本文:
▼

説明

ブラジャー

【課題】
従来のブラジャーを装着快適さ及び全体的な外観に関して改良することを課題とする。
【解決手段】
二つのブラカップ(3)を含むフロント部(2)及び、ブラジャー装着者の上半身を取り囲んでいる二つのサイドパネル(7)から構成され、サイドパネルの第一末端はフロント部(2)へ側面から取り付けられ、サイドパネルの第二末端は装着者の背中で互いに留められ得るブラジャーにおいて、各サイドパネル(7)は、すなわち体に面していない外側層(16)と体に面している内側層(7)との二層の生地材料から構成され、それらはサイドパネルの上部縁及び下部縁(11,12)の両方において接着層によって互いに接合されていることを特徴とするブラジャーによって解決される。

【発明の詳細な説明】
【技術分野】
【0001】
請求項1のプレアンブル部に係るブラジャーに関する。

▲

データ:
▼

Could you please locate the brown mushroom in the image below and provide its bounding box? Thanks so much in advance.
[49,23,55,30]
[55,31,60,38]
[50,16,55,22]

▲

ねらい: 上の本文に照らして、次の(a)〜(c)がそれぞれ本文と合っているかを「はい」か「いいえ」で答え、判断の決め手となる本文の語句をそのまま引用せよ。(a) サイドパネルの第二末端は、装着者の背中で互いに留められ得る。(b) 二層の生地材料は、サイドパネルの上部縁においてのみ接合されている。(c) フロント部は三つのブラカップを含む。

解答:
(a) はい。「サイドパネルの第二末端は装着者の背中で互いに留められ得る」
(b) いいえ。「サイドパネルの上部縁及び下部縁(11,12)の両方において接着層によって互いに接合されている」
(c) いいえ。「二つのブラカップ(3)を含むフロント部(2)」